Ok, but let's talk about #3. I've beta read a few books by writers who first warned me about how "dark" and "disturbing" it supposedly is, and every single one of them was so disappointingly bland. Every single one, I swear.
I am beginning to wonder if these people were never exposed to any dark and disturbing stories, so that's why their work is not as impressively dark/disturbing as they personally think it is.
Some parents and/or communities do restrict what their youth can access to read.
It's a possibility to consider. Maybe ask them to name a book they have read that they thought was dark, that should help us to gauge their personal scale.
Yeah, that why I always make the distinction of it’s dark and disturbing FOR MY WRITING. I learned that when my best friend and I started beta reading each other’s books and I warned him that mine is dark and he said he didn’t think his was that dark.
My book had some abusers, decapitated guards, the gruesome death of a mugger, and family death in it; his book opened with literal mass genocide and got gorier from there. 😂
@@bi-indigenous-baker5865 I bet that was a shock lol
@@GaleForceKaif yeah, I knew one of his main characters was a genocide survivor; I just thought that it would be backstory. 😂
And it’s especially funny because he is normally the sweet and innocent one of us. 😂
To be honest, I’m more excited about the story line I made up rather than actually writing books for a living. I hope this is normal, as I can’t think of any other book I would want to write. Once I finish this book, I guess I’ll brainstorm another, but I can’t just abandon this world I have created. I don’t want to stretch it out into a series either. I want to compress it all into one really good book.
Like this comment if you agree. Or not, this video is probably already outdated.
"Godyssey" is the name of a really dumb comic book from the '90s.
10:55 I am currently in highschool, wanting to become an animator, and I can tell you from my perspective, this is a problem that I still continue to struggle with when I'm out of ideas. Thank you Jenna Moreci !
"Don't engage with your critics." Good policy all around. Read the comments if you dare. They may have a point. Or they could be hatin because you included some LGBTQ people. How about reading the 2 or 3 star reviews, the ones that aren't so extreme?
I think the 2-4 star reviews are probably the ones you can actually learn from as an author. They don’t just say “this book sucks” or “this book is perfect”, so they will most likely point out whatever it was that they didn’t vibe with. For the most honest and raw critique I would turn to the 2 or 3 star reviews. A lot of people use 4 stars for books they really like but save 5 stars for their all-time favorites so these might not contain as much information as the lower ones.
I read some bad reviews for books where people were complaining there wasn't any/enough of them.
Honestly, if that's the only complaint people have I'd consider my books a success.
No one's going to stifle my creativity with a bunch of check boxes.
Would it be okay to ask about a clarification if one does not get a point? Or is that too much engagement. I got some critics (by editors) where I had to ask what exactly their point was, because they did not express it very well.
....................
• _DIRECTIONS_:
1. In the comment thread about writing, list everything one commenter says their own book contained.
2. Translate this sentence from the comment thread about writing into Spanish: "No one's going to stifle my creativity with a bunch of check boxes."
3. Write the next few lines of the comment thread about writing, starting after its final comment.
The lines have no role in any of this work.
....................
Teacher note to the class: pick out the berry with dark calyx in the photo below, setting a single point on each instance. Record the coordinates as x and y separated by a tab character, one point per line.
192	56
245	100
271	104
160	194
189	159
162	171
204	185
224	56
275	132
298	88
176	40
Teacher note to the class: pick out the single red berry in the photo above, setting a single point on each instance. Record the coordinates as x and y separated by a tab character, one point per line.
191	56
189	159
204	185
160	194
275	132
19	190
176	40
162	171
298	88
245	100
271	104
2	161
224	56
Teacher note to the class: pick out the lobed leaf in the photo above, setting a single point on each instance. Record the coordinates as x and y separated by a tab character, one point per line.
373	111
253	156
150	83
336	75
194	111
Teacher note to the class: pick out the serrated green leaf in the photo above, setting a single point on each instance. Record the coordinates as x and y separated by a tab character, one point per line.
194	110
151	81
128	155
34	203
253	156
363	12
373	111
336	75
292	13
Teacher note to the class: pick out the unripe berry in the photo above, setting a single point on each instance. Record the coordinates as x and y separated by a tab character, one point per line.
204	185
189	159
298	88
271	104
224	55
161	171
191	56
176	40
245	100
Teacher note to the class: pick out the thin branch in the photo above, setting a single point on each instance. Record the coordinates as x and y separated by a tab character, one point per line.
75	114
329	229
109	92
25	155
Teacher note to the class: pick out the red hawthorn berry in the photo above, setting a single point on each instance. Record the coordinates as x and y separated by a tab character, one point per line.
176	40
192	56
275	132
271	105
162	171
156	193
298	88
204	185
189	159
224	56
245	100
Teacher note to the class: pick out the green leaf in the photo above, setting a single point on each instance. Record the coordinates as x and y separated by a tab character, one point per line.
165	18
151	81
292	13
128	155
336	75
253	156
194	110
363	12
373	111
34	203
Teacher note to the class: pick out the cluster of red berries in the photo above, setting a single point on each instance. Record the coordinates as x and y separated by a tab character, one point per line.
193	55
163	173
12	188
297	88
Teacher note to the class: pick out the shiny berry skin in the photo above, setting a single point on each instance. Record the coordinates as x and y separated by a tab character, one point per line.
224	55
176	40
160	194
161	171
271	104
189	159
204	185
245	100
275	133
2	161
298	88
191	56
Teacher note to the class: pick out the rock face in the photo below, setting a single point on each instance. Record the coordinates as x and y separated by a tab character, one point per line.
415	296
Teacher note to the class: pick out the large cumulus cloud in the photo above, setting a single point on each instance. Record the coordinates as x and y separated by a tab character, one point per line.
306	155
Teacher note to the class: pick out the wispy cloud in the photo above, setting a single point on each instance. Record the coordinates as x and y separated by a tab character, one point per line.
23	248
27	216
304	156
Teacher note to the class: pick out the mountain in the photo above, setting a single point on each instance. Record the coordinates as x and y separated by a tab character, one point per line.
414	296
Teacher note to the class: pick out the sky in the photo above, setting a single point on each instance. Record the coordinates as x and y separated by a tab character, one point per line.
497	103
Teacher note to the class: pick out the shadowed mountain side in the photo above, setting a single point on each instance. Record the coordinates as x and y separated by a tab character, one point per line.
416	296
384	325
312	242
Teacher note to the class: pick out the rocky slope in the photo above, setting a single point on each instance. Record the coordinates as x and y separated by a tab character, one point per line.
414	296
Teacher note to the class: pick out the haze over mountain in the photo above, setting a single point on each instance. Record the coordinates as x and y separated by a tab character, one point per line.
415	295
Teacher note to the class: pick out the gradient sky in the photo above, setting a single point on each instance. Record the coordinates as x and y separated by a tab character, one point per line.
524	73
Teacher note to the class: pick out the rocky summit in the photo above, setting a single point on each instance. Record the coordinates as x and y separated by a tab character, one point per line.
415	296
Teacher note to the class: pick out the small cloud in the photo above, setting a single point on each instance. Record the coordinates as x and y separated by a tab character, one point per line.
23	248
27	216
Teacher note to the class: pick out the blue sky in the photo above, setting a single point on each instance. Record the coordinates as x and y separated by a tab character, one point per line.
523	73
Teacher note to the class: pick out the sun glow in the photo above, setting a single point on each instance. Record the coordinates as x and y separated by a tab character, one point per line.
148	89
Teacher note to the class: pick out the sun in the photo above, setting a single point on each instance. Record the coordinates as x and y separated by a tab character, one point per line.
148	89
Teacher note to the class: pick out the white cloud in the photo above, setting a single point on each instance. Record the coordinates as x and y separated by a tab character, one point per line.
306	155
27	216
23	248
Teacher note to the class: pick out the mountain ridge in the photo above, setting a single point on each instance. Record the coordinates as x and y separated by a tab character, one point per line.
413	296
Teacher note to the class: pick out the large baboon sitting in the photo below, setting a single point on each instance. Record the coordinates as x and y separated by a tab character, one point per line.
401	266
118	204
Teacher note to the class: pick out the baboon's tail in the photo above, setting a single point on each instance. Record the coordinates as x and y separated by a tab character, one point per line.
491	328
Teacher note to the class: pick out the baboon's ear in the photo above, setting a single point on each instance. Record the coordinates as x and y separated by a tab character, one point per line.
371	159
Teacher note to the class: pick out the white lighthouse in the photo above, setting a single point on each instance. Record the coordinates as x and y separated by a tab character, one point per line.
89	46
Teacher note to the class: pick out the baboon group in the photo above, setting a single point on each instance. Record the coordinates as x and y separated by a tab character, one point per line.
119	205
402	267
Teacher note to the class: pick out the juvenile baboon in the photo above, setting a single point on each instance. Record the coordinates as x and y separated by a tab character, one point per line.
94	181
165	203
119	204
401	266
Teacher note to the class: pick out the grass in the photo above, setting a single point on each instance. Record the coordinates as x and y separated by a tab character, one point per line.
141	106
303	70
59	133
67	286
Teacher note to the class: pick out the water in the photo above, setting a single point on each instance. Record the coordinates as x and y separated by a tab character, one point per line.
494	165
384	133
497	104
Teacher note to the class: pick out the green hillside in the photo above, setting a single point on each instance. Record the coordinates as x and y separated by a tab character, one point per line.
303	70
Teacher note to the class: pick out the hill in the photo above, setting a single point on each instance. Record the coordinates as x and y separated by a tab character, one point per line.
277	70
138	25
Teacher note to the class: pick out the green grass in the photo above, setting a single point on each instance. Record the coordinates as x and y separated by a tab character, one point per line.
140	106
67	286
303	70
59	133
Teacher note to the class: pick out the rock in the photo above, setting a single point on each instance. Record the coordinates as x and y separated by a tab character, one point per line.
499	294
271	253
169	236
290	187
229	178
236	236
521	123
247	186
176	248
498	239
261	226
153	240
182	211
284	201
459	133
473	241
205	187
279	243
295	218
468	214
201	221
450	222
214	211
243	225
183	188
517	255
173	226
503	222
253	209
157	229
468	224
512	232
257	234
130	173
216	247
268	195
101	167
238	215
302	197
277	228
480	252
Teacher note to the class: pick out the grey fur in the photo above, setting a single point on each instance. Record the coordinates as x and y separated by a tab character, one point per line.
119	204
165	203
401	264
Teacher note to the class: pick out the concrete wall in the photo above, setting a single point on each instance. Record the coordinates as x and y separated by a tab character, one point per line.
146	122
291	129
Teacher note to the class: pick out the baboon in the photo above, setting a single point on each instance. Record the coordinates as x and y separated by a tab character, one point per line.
....................
• _SET OF ANSWERS_:
1. abusers, decapitated guards, the gruesome death of a mugger, family death

2. Nadie va a sofocar mi creatividad con un montón de casillas de verificación.

3.
If people have genuine critiques, I'm willing to listen. I'm not here to fight. In fact, if their criticism is helpful, I'll give them a big, fat thank you.
@@blauespony1013This is such s touchy subject, but I think if I'm ever in that situation once I'm published, I'd apologize for intruding in their space, and ask for clarification because I appreciate the time they took to read my book AND leave a review and I want to understand where they're coming from so I can continue to grow in my craft.
Edit: introducing → intruding
I met an author once who said that her first novel was better than American Gods. We were at a book discussion group...for American Gods. Unsurprising, her book was not good.
Ok, now I'm curious. What is her book about 🤔?
Better than American Gods? Wowie is that arrogant. I mean has she READ American Gods? It's a friggin masterpiece.
"what should I write about?" Interesting characters in interesting situations.
Thanks for the list again. Thankfully I have avoided saying these things.
My ideal target addence is dark fantasy with a mix of high fantasy. My favorite series is Berserk and it has highly inspired me.
I started using Milanote because of you and I LOVE IT
I would say that it's best to not comment on any review, despite being good or bad. I know that saying thank you to a positive review looks good on the surface, but it shows reviewers that you can and will respond to reviews which could lead to reviewers ignoring your work. After all, nobody wants to deal with an author who takes a 4/5 personally (and some do).
Feel free to read your reviews. I know I do. There could be some really good points and tips within the constructive criticism, but read it and move on. Do not comment.
Depending on where the comments are posted, interacting with them can help to boost you in the algorithm. But you have to be very careful what you say and to whom. The best thing would be asking people to be more specific about technical errors or hanging threads you need to tie up in a future book. When they do, thank them. That's it. A bit like asking the umpire about balls and strikes. If they've got information you need, ask for it, but don't engage with opinions.
i hear the last one constantly, but only ever in the context of asking for a writing prompt or fanfiction requests. pretty sure thats not what youre talking about xD
I haven’t written my book yet, so I’ll be sure to follow all of these except one, the responding to negative reviews. Because nothing you say will convince me that responding to every negative review with “:(“ isn’t hilarious
But Jenna ???!!
No way, you are too awesome😎
Huge fan!! I’ve followed your Chanel for years and I cannot thank you enough for being such a fucking awesome teacher!!! Thank you for all your wisdom and almost done with my m/m romance novel! All thanks to your guidance and honesty. Shout out to Cliff and Butterscotch aka Butters!!!
To add onto I think #1 There’s a difference between asking someone what to write and asking someone about what you’re thinking of (plot wise) and asking if it makes sense from a non-author’s (anyone who isn’t writing your book) view. I came up with multiple idea on my own and so far only one of those ideas is making it’s way as an actual book and not a wattpad story that no one sees
"You don't like my book because you aren't smart enough to get it." 💀. 😂
my ego is as fragile as a pair of testicles LOL this needs to be put in a book, too funny!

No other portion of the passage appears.